(Dataset entries)
⟨
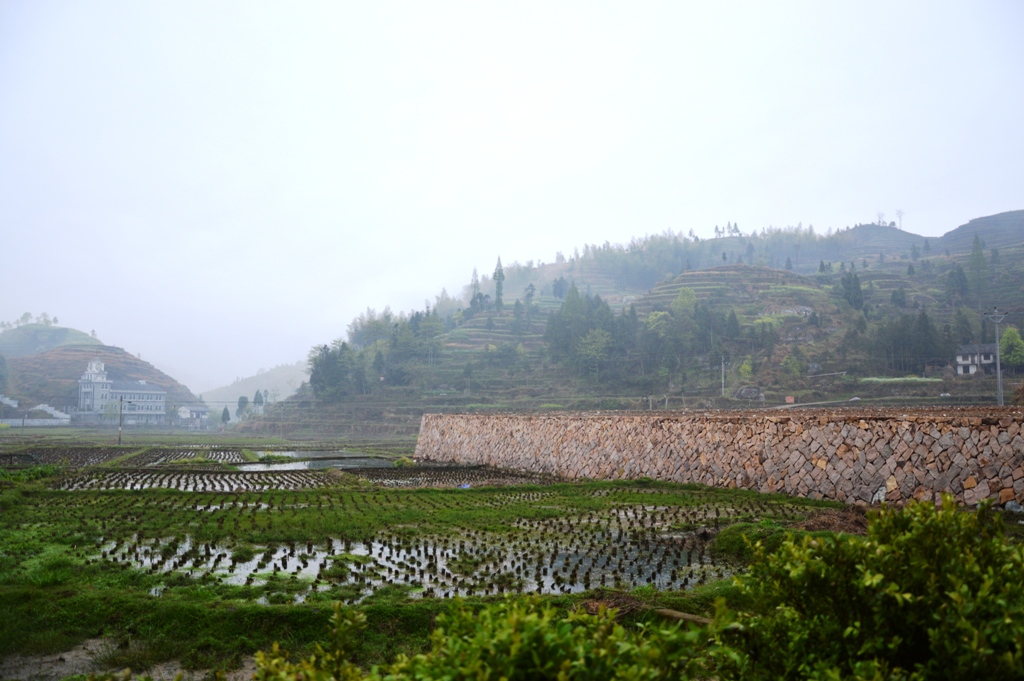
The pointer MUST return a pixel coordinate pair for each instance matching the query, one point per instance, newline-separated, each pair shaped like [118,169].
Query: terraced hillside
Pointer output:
[34,338]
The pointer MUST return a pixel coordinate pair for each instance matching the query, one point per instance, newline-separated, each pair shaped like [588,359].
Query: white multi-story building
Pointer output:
[141,402]
[975,357]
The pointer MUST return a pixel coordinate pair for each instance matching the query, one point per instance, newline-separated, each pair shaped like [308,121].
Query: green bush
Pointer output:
[929,594]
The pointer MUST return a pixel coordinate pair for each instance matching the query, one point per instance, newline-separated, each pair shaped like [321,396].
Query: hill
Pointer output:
[997,230]
[51,377]
[280,382]
[791,312]
[33,338]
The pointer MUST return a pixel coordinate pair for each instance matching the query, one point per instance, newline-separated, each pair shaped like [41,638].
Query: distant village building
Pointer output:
[975,357]
[143,403]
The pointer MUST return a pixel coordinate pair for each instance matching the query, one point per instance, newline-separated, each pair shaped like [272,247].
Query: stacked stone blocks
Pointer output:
[852,457]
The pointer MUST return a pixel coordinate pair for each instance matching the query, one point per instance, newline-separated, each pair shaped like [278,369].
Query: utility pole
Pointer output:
[996,317]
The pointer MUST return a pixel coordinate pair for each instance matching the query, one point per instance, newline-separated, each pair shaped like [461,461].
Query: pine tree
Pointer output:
[499,285]
[978,268]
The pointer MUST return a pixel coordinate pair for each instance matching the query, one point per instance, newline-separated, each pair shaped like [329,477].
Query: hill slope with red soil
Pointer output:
[51,377]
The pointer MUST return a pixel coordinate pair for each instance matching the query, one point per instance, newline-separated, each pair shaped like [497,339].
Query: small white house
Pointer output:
[975,357]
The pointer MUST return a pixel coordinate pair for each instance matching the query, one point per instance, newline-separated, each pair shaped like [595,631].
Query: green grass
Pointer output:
[56,593]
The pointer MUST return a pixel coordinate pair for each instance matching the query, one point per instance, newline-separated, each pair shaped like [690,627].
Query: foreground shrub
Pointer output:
[514,639]
[929,594]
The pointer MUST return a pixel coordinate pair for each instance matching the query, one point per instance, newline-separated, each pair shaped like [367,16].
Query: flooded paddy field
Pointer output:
[293,537]
[170,556]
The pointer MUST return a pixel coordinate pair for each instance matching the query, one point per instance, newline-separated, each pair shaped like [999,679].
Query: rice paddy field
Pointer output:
[179,553]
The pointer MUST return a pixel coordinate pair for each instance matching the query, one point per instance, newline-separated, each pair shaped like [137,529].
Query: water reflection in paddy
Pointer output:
[318,464]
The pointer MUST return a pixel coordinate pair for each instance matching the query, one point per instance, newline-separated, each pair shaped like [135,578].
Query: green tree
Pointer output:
[963,327]
[593,349]
[956,284]
[499,285]
[1012,348]
[978,268]
[243,407]
[852,292]
[898,297]
[527,297]
[732,326]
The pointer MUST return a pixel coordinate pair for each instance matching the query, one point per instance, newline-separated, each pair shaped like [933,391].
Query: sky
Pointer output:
[217,185]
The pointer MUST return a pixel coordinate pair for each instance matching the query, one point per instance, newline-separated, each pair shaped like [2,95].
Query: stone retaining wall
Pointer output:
[852,457]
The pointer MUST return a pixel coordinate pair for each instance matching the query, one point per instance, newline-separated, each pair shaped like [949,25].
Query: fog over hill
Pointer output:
[221,186]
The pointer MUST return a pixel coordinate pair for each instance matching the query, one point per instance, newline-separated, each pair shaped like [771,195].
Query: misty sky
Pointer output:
[219,185]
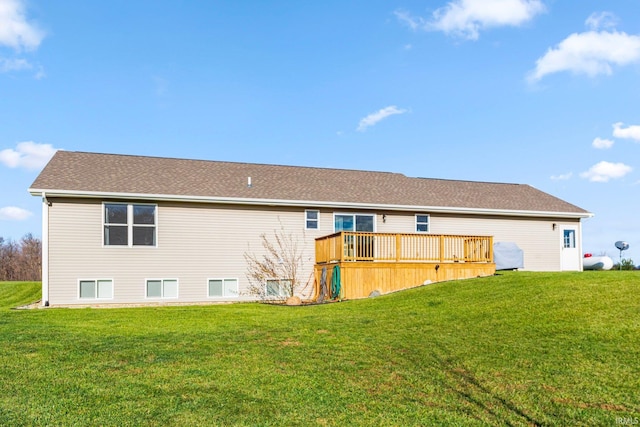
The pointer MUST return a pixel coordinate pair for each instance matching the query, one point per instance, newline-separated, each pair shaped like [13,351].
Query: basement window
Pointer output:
[95,289]
[223,288]
[162,288]
[278,288]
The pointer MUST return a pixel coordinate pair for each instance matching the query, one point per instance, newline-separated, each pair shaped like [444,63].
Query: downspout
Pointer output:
[45,250]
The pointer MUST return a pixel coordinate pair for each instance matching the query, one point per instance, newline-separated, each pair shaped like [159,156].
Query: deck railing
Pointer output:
[403,247]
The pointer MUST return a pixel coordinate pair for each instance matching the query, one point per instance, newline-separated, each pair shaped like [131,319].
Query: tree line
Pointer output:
[21,260]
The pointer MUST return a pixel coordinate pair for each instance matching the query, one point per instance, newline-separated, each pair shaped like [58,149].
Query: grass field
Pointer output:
[513,349]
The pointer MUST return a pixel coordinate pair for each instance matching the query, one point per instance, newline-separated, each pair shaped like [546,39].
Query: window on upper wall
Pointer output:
[569,238]
[129,224]
[312,219]
[95,289]
[223,288]
[422,223]
[278,288]
[162,288]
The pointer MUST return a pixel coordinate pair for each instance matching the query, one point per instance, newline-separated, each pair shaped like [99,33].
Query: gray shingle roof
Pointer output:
[79,172]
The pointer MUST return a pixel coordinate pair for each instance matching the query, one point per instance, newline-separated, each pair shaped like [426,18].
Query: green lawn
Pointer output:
[514,349]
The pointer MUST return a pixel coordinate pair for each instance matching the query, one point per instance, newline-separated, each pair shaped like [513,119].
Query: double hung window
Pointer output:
[311,219]
[129,224]
[422,223]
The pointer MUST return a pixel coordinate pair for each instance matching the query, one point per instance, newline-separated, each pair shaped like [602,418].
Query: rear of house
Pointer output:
[143,230]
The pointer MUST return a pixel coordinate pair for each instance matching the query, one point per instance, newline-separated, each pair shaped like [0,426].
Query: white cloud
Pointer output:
[13,213]
[8,65]
[604,171]
[29,155]
[15,31]
[465,18]
[630,132]
[598,20]
[379,115]
[589,53]
[602,144]
[562,177]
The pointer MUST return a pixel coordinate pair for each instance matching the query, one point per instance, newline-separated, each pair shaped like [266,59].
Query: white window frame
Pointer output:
[162,289]
[354,214]
[96,290]
[225,294]
[280,293]
[428,223]
[130,225]
[307,219]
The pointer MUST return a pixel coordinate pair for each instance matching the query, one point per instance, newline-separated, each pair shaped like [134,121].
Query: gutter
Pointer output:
[303,203]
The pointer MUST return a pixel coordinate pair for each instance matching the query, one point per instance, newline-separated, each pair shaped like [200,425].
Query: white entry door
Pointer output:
[570,249]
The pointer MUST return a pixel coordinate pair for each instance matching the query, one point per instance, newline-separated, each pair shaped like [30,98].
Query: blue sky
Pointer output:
[540,92]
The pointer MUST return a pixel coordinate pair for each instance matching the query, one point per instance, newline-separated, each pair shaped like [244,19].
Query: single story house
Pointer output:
[125,229]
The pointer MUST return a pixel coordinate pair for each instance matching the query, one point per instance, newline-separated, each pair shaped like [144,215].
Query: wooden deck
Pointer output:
[388,262]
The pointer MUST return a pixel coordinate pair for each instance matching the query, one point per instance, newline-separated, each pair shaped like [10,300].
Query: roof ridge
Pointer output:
[235,162]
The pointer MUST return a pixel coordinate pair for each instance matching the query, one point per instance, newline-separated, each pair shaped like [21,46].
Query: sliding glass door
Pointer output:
[359,246]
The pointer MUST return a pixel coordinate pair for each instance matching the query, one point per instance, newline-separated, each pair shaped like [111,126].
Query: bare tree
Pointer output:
[276,274]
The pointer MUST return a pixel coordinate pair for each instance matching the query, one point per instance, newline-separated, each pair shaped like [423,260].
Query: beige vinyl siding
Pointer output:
[194,243]
[198,241]
[540,242]
[537,238]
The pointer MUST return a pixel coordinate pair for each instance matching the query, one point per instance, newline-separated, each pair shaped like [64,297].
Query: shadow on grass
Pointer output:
[468,388]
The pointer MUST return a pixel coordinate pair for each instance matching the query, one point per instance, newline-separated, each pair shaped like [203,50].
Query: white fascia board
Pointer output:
[305,203]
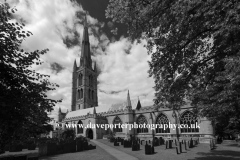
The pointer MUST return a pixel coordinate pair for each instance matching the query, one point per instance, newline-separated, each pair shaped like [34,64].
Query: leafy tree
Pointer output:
[194,47]
[23,99]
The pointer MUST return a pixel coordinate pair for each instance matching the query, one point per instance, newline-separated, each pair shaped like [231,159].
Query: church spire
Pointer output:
[138,105]
[128,100]
[85,52]
[85,32]
[74,65]
[94,110]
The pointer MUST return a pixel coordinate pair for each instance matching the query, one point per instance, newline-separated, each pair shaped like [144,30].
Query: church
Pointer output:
[85,109]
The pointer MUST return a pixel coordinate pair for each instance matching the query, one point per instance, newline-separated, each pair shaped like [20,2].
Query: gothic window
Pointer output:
[80,77]
[93,95]
[89,93]
[78,94]
[81,93]
[90,80]
[161,120]
[117,128]
[79,127]
[189,120]
[141,121]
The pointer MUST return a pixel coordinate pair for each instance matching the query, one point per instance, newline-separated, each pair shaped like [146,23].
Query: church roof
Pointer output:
[86,111]
[101,109]
[123,105]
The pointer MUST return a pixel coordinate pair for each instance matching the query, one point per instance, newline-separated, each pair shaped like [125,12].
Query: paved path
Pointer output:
[114,152]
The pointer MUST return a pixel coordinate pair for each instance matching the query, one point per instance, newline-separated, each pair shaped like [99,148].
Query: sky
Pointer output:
[58,26]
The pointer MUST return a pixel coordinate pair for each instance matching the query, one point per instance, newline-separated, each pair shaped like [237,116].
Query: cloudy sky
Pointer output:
[58,26]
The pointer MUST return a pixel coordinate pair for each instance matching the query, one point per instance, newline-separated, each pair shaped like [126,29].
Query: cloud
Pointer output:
[56,68]
[58,26]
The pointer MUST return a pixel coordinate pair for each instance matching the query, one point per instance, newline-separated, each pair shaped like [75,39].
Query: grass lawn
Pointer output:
[95,154]
[201,152]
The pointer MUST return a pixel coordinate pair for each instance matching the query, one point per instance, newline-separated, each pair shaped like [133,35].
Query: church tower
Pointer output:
[84,77]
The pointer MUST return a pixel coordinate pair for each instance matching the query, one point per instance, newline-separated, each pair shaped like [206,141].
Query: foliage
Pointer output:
[195,51]
[24,102]
[68,134]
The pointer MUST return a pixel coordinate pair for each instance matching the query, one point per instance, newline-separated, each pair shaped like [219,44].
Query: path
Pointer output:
[114,152]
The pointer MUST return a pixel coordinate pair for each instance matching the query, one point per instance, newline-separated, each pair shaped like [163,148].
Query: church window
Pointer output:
[117,124]
[80,79]
[78,94]
[161,120]
[141,121]
[89,93]
[189,120]
[93,95]
[90,80]
[81,93]
[79,127]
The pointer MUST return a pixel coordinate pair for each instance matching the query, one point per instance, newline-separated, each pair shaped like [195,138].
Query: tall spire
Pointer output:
[138,105]
[85,32]
[128,100]
[94,110]
[74,65]
[85,52]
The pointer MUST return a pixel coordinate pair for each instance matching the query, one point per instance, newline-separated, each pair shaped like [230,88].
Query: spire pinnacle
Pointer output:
[74,65]
[128,100]
[138,104]
[94,110]
[85,20]
[95,66]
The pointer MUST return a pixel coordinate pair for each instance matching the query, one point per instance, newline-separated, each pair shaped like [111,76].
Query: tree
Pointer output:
[23,99]
[191,43]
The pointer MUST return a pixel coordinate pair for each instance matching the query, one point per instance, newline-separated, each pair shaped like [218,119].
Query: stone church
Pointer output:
[85,109]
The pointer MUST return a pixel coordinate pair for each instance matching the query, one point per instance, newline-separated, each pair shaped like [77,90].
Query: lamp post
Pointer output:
[153,134]
[174,115]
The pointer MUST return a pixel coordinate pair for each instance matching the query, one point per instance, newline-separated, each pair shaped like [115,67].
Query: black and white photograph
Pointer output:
[119,79]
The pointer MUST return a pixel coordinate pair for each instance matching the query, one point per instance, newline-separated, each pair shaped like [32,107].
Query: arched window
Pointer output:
⟩
EXERCISE GOAL: Show each line of the records above containing "wall".

TASK OUTPUT:
Query: stone retaining wall
Query: window on upper wall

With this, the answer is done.